§ Problems
[A] In the philosophy course descriptions, condense the paragraph beginning "A close reading of Michel Foucault’s 1979-80 course" into a short bulleted list that keeps its main facts.
[B] From the philosophy course descriptions, extract everything from "PHIL 43110 Reasons" down to "contemporary sources. (III)", word for word.
[C] Extend the philosophy course descriptions past their final line.

PHIL

PHIL 32001 Pragmatism and Philosophy of Science of C.S. Peirce

In this seminar will examine the views of the American pragmatist philosopher C.S. Peirce as they pertain to the nature and methodology of science. The course will be organized around a careful reading of the six essays comprising the series “Illustrations of the Logic of Science,” published by Peirce in Popular Science Monthly in the years 1877-78.  Among the many topics addressed in these essays are: (1). What is the aim of scientific inquiry? (2). What are the conditions for the meaningfulness of a scientific hypothesis? (3). What is the role of probability in science (inverse inference vs. hypothesis testing)? (4). Are there natural laws? (5). What are the grounds for inductive inference? (6) How are we to classify the various sciences? In addition to the six essays mentioned above, we will also consider some of Peirce’s later writings on the subject as well as contemporary interpretations of the Peircean view. (II)

2013-2014 Autumn
Category
American Pragmatism
Philosophy of Science

PHIL 43110 Reasons

In this seminar we will address questions about the nature of reasons and normativity, with a particular eye toward the difficulties philosophy has encountered in attempting to locate our responsiveness to normativity in the causual order. Readings will be drawn from a manuscript in progress as well as a range of work in philosophy of mind and philosophy of action, skewing toward contemporary sources. (III)

2013-2014 Autumn
Category
Philosophy of Action
Philosophy of Mind

PHIL 50008 Michel Foucault: Self, Government, and Regimes of Truth

(CMLT 50008, DVPR 50008, FREN 40008)

A close reading of Michel Foucault’s 1979-80 course at the Collège de France, Du gouvernement des vivants. Foucault’s most extensive course on early Christianity, these lectures examine the relations between the government of the self and regimes of truth through a detailed analysis of Christian penitential practices, with special attention to the practices of exomologēsis and exagoreusis. We will read this course both taking into account Foucault’s sustained interest in ancient thought and with a focus on the more general historical and theoretical conclusions that can be drawn from his analyses. (I)

§ Material
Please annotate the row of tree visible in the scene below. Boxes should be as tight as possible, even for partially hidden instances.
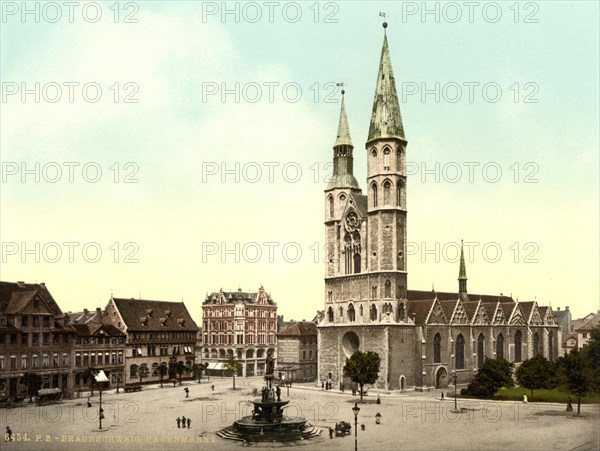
[465,325,600,415]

§ Answers to the exercise
[A]
- Close reading of Foucault's 1979-80 Collège de France course, *Du gouvernement des vivants*
- His most extensive course on early Christianity
- Examines how the government of the self relates to regimes of truth, through a detailed analysis of Christian penitential practices, especially exomologēsis and exagoreusis
- Read with attention to Foucault's sustained interest in ancient thought and to the broader historical and theoretical conclusions his analyses allow

[B]
PHIL 43110 Reasons

In this seminar we will address questions about the nature of reasons and normativity, with a particular eye toward the difficulties philosophy has encountered in attempting to locate our responsiveness to normativity in the causual order. Readings will be drawn from a manuscript in progress as well as a range of work in philosophy of mind and philosophy of action, skewing toward contemporary sources. (III)

[C]
Limited enrollment; Students interested in taking for credit should attend first seminar before registering. Reading knowledge of French required. Consent Only.

2013-2014 Autumn
Category
Continental Philosophy
Social/Political Philosophy

PHIL 50100 First Year Seminar

This course meets in Autumn and Winter quarters.

Enrollment limited to first-year graduate students.

2013-2014 Autumn

PHIL 50122 The Writings of Johannes Climacus

(SCTH 55506)

Søren Kierkegaard created a pseudonymous author Johannes Climacus, who is cited as the author of Philosophical Crumbs as well as The Concluding Unscientific Postscript to Philosophical Crumbs.  This course will begin with a careful reading of Philosophical Crumbs.  If there is time, we will go on to The Concluding Unscientific Postscript.  This course is open to graduate students in the Committee on Social Thought and in the Philosophy Department.  For all other students, permission of the instructor is required.

Consent of Instructor.

2013-2014 Autumn
Category
Continental Philosophy

PHIL 50250 Greek Tragedy and Philosophy

(RETH 50250, LAWS 96303)

Ancient Greek tragedy has been of continuous interest to philosophers, whether they love it or hate it. But they do not agree about what it is and does, or about what insights it offers. This seminar will study the tragic festivals and a select number of tragedies, also consulting some modern studies of ancient tragedy. Then we shall turn to philosophical accounts of the tragic genre, including Plato, Aristotle, the Greek and Roman Stoics, Seneca, Lessing, Schlegel, Hegel, Schopenhauer, Nietzsche, Iris Murdoch, and Bernard Williams. If we have time we will include some study of ancient Greek comedy and its philosophical significance. (I) (IV)

Admission by permission of the instructor. Permission must be sought in writing by September 15. An undergraduate major in philosophy or some equivalent solid philosophy preparation, OR a solid grounding in Classics, including language training. In other words, those who qualify on the basis of philosophical background do not have to know ancient Greek, but someone without such preparation may be admitted on the basis of knowledge of Greek and other Classics training of the sort typical of our Ph.D. students in Classics. An extra section will be held for those who can read some of the materials in Greek.

2013-2014 Autumn
Category
Ancient Philosophy

PHIL 51200 Workshop: Law and Philosophy: Life and Death

(LAWS 61512, RETH 51301, HMRT 51301, PLSC 51512, GNSE 50101)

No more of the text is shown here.